──────── DATA TO USE ────────

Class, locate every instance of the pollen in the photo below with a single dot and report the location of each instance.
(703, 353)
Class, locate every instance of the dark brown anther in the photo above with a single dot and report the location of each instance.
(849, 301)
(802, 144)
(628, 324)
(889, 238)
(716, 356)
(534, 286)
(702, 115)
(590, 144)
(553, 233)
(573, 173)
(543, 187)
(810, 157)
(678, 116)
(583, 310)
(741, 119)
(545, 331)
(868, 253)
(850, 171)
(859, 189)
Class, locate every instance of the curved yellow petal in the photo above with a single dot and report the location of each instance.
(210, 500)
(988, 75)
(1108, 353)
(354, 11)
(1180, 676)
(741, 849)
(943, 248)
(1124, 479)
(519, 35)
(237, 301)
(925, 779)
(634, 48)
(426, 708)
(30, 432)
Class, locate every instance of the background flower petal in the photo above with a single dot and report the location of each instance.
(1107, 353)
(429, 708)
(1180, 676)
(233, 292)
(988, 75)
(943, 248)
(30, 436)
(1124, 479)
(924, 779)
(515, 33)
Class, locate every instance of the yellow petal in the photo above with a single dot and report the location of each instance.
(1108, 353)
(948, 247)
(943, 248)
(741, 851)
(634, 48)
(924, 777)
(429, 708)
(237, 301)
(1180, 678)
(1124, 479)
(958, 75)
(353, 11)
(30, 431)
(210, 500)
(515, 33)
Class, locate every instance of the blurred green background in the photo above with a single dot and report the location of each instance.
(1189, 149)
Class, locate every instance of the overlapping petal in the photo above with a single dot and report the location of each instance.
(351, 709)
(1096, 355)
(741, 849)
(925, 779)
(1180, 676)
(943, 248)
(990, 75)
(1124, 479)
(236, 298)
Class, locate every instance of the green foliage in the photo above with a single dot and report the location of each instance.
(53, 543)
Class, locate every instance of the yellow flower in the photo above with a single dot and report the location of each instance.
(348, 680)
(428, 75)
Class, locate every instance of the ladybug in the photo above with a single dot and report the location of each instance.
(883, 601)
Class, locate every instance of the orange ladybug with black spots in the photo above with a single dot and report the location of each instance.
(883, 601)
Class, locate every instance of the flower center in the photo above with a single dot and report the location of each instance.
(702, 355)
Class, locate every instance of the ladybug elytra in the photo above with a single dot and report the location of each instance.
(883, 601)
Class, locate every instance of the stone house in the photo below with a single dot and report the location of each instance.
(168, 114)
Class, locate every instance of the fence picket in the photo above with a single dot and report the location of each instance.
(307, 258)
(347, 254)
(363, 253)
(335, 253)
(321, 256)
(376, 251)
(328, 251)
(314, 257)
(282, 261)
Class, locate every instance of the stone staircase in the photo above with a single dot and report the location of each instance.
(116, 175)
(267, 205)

────────

**TASK TO COMPLETE:** Render every line of the records above as a JSON list of strings, one string per line, with blank lines omitted.

**SOLUTION TO THIS PROBLEM:**
[
  "Class, locate every instance of the pollen in the photo below with a single dot and report the location of each instance.",
  "(703, 353)",
  "Class, locate every instance of the dark brown anther in the photo above with a single dot and report the location of each instance.",
  "(849, 301)",
  "(802, 144)",
  "(628, 324)",
  "(889, 238)",
  "(716, 356)",
  "(534, 286)",
  "(702, 115)",
  "(590, 144)",
  "(553, 233)",
  "(573, 173)",
  "(543, 187)",
  "(810, 157)",
  "(678, 116)",
  "(583, 310)",
  "(741, 119)",
  "(545, 331)",
  "(868, 253)",
  "(850, 171)",
  "(859, 189)",
  "Class, locate every instance of the curved yellow petal in the photo above with a single dot and report the location of each instance.",
  "(210, 500)",
  "(988, 75)",
  "(1108, 353)",
  "(354, 11)",
  "(1180, 676)",
  "(741, 849)",
  "(943, 248)",
  "(1124, 479)",
  "(519, 35)",
  "(237, 301)",
  "(925, 779)",
  "(634, 48)",
  "(426, 708)",
  "(30, 432)",
  "Class, locate every instance of the background flower petal in the photo above with a single dot and report the location of each instance.",
  "(1107, 353)",
  "(429, 708)",
  "(1180, 676)",
  "(233, 292)",
  "(988, 75)",
  "(943, 248)",
  "(30, 436)",
  "(1124, 479)",
  "(924, 779)",
  "(515, 33)",
  "Class, locate every instance of the yellow petal in the photo above with a single dot and report the location of each instance.",
  "(1108, 353)",
  "(948, 247)",
  "(943, 248)",
  "(741, 851)",
  "(634, 48)",
  "(924, 777)",
  "(429, 708)",
  "(237, 301)",
  "(1180, 678)",
  "(1124, 479)",
  "(958, 75)",
  "(353, 11)",
  "(30, 431)",
  "(210, 500)",
  "(515, 33)",
  "Class, locate every instance of the blurred green background in the photo above with a single dot and report the location of each instance.",
  "(1189, 149)",
  "Class, locate every instance of the overlapping petal in the photo above with a single dot and report the location of each instance.",
  "(351, 709)",
  "(1096, 355)",
  "(741, 849)",
  "(925, 779)",
  "(1180, 676)",
  "(943, 248)",
  "(990, 75)",
  "(1124, 479)",
  "(236, 298)",
  "Class, locate every instance of the green foliage in the photo above with a single dot and report the location of each instance.",
  "(53, 543)",
  "Class, locate every instance of the yellow flower in the photo above with a single dot and report the location of each instance.",
  "(348, 680)",
  "(428, 75)",
  "Class, locate every instance of the ladybug in the photo above with a single dot and report the location of each instance.",
  "(883, 601)",
  "Class, locate every instance of the orange ladybug with black spots in the photo above with a single dot and report the location of each instance.",
  "(883, 601)",
  "Class, locate every instance of the flower center in the photo above with a single dot and report the location of each instance.",
  "(702, 355)",
  "Class, locate every instance of the ladybug elytra in the photo above with a single dot and report the location of each instance.",
  "(883, 601)",
  "Class, locate every instance of the stone house in the photo below with a single dot and report the location of each instance.",
  "(168, 114)",
  "Class, locate every instance of the fence picket in the photo above with a single dot and report the location of each instance.",
  "(307, 258)",
  "(347, 254)",
  "(363, 253)",
  "(335, 253)",
  "(321, 256)",
  "(376, 251)",
  "(328, 251)",
  "(314, 257)",
  "(282, 261)",
  "Class, locate every instance of the stone staircase in the photo above with a single dot and report the location of each instance.",
  "(116, 175)",
  "(267, 205)"
]